- **SUPPLIED PASSAGE**:

= = = =

THE COURT: Oh, I think — I think implicitly that’s true.

The record does not show that Shaw moved for directed verdict on the theft claim or that the trial court granted a directed verdict on the theft claim.

Discussion

Shaw’s pleading asked for an award of attorney’s fees specifically for his breach of contract claim; it did not ask for an award of attorney’s fees specifically under the Theft Act. Shaw argues, however, that an award of attorney’s fees to the prevailing party under the Theft Act is mandatory and that it is not necessary to plead for an award of attorney’s fees under a mandatory fee-shifting statute. See Tex. Civ. Prao. & Rem.Code Ann. § 134.005(b) (West 2011) (“Each person who prevails in a suit under [the Theft Act] shall be awarded court costs and reasonable and necessary attorney’s fees.”). And he argues that our decision in Cricket Communications, Inc. v. Trillium Industries, 235 S.W.3d 298 (Tex.App.-Dallas 2007, no pet.), to the extent it concluded otherwise, should be overruled. He cites our later decisions in Alan Reuber Chevrolet, Inc. v. Grady Chevrolet, Ltd., 287 S.W.3d 877 (Tex.App.Dallas 2009, no pet.) and Imagine Automotive Group, Inc. v. Boardwalk Motor Cars, 356 S.W.3d 716 (Tex.App.-Dallas 2011, no pet.), to support his argument.

= = = =

(Records)
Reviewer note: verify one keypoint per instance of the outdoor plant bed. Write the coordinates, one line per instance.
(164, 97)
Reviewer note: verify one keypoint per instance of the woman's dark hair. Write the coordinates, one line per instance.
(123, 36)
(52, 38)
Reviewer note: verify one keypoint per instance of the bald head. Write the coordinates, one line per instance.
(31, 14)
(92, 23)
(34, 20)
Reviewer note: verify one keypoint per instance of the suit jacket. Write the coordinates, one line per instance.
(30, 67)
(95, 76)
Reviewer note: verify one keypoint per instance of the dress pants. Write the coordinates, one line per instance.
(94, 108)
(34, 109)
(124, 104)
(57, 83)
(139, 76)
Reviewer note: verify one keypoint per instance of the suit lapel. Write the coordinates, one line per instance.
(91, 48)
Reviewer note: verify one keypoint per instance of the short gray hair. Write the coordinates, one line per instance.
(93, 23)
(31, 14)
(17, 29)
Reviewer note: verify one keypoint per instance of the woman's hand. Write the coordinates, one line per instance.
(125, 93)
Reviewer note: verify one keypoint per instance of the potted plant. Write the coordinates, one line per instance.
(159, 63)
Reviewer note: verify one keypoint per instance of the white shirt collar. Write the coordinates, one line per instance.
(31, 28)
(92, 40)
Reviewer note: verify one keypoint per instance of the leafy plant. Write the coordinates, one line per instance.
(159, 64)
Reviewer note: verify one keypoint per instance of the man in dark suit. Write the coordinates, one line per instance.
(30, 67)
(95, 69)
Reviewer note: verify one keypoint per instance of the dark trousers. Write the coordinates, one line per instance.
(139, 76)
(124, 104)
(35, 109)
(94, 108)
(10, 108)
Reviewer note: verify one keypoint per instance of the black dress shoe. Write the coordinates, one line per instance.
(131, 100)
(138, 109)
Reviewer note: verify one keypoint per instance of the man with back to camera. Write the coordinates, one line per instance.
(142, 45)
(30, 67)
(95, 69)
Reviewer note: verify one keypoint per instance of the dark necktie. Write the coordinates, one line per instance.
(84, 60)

= = = =

- **TASK**: Decide whether each statement below agrees with the court excerpt on attorney's fees, answering yes or no and quoting the words of the excerpt that settle it. 1. Shaw's pleading asked for attorney's fees specifically under the Theft Act. 2. Shaw argues that the decision in Cricket Communications, Inc. v. Trillium Industries should be overruled to the extent it concluded otherwise. 3. The record shows that the trial court granted a directed verdict on the theft claim.

- **RESULT FOR THIS EXERCISE**:
1. No: "it did not ask for an award of attorney’s fees specifically under the Theft Act."
2. Yes: "he argues that our decision in Cricket Communications, Inc. v. Trillium Industries, 235 S.W.3d 298 (Tex.App.-Dallas 2007, no pet.), to the extent it concluded otherwise, should be overruled."
3. No: "The record does not show that Shaw moved for directed verdict on the theft claim or that the trial court granted a directed verdict on the theft claim."